— ÉNONCÉ DÉTAILLÉ —
Reprenez le texte sur les amateurs de Boby Lapointe et écrivez la suite de sa dernière phrase.

— EXTRAIT FOURNI —
───

Et c’est ainsi que dans une ambiance festive, propre à la joie et à la bonne humeur, l’amateur de Boby Lapointe va se mettre à déclamer :

 « Elle a l’oeil vif, la fesse fraîche et le sein arrogant,

L’autre sein, l’autre oeil et l’autre fesse itou également,

Mais ça n’est pas monotone

Et même quand c’est l’automne,

Je m’écris en la voyant :

TIENS voilà LE PRINTEMPS !!!!! »

(Il faut dire que les chansons de Boby Lapointe sont elles-mêmes vives, fraîches, arrogantes de bonheur communicatif. Et ça n’est pas monotone, et même quand c’est l’automne, je m’écris en l’entendant : tiens voilà le printemps !!!)

A cet instant, les yeux sont braqués vers l’amateur. L’entourage s’interroge : est-il devenu subitement dingue ? Jusqu’au miracle : à l’autre bout de la table ou de la pièce, une autre voix se fait entendre :

« Marcelle, si j’avais des ailes,

Je volerai grâce à elles ! »

Et les deux compères, soudain en harmonie parfaite, communion, extase, vont finir le refrain en se tordant de rire et tout au bonheur de s’être trouvés :

« Marcelle

Vers la plus belle

Des jouvencelles

Celle qui a pris mon coeur

Ta petite soeur… Poum poum ! »

Ils enchaîneront très vite sur un autre ovni musical (on ne s’arrête jamais à une chanson). Dès lors, l’assistance passera par diverses réactions :

  1. Elle s’interrogera sur la santé (ou l’absence de santé) mentale des deux énergumènes et envisagera un possible internement.
  2. Elle ne comprendra pas un broc de leur curieux langage  : c’est contagieux ?

Et la réponse est : oui, c’est contagieux.

───

— DOCUMENTS RASSEMBLÉS —
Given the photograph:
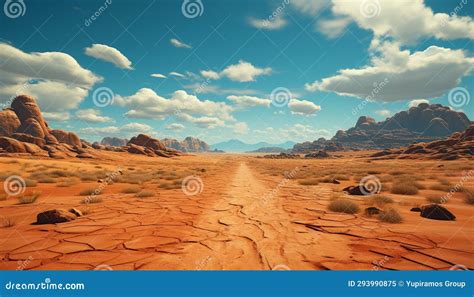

───

— RÉSULTAT CI-DESSOUS —
Ça se soigne, docteur ?

Au-delà de cette incompréhension (les amateurs de Boby Lapointe sont au sommet de la tour de Babel, les autres ne sont qu’au pied) se révèlent les vertus et les mérites intarissables de cet univers : un apprentissage de l’articulation et du jeu de mots, un amour de la langue et du calembour, l’admiration face au déchaînement verbal dont Boby Lapointe n’est que l’accomplissement, longtemps après Cyrano et sa tirade du nez, le rêve onomastique de Proust, la magie renouvelée de Cocteau et l’inventaire incroyable de Prévert.

Ce qu’ignoreront les profanes, c’est que cette maîtrise, cette joie née de la rencontre entre deux amateurs, n’aura pu se faire sans efforts, et qu’ils en sont maintenant aussi fiers que le jongleur qui a enfin réussi à placer sa cinquième balle. Pouvoir réciter « Ta Katie t’a quitté », s’émerveiller des jeux de mots à chaque ligne de « Framboise », c’est faire partie d’un cercle fermé, c’est être initié à l’ésotérisme d’une religion particulièrement réjouissante.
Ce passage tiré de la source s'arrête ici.